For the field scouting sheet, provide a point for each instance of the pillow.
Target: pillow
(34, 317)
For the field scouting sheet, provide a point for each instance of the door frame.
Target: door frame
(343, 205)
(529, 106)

▸ Challenge
Rewrite every line of the entries above, including the requests, scaling each coordinate in the answers by 0.6 and rounding to the nearest whole number, with halves rounded up. Leave all other text unchanged.

▸ Exercise result
For the field scouting sheet, provide a point for each instance of the pillow.
Target: pillow
(20, 190)
For the field scouting sheet, provide a point for each instance of the door frame.
Target: door frame
(206, 123)
(317, 64)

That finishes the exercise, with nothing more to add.